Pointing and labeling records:
§

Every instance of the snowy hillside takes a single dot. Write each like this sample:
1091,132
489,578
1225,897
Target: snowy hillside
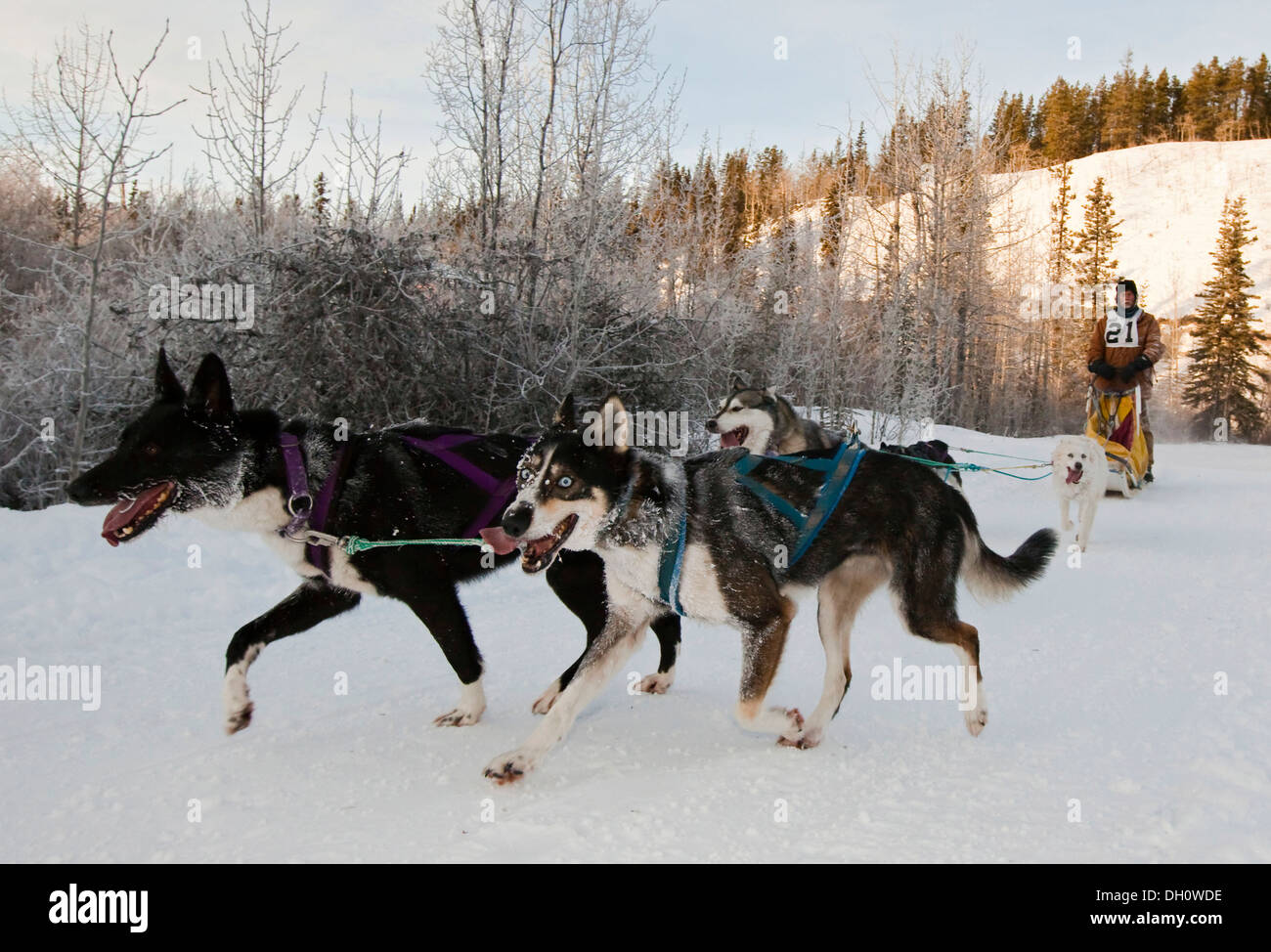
1170,197
1100,682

§

Request>
Please rewrite these records with "snowy hillside" renamed to "snow-covered slope" throughout, changing nothing else and leaving out the pictures.

Correct output>
Every instance of the snow-covered slope takes a single dot. Write each like this sample:
1091,132
489,578
1225,897
Target: snow-covered slope
1170,197
1100,682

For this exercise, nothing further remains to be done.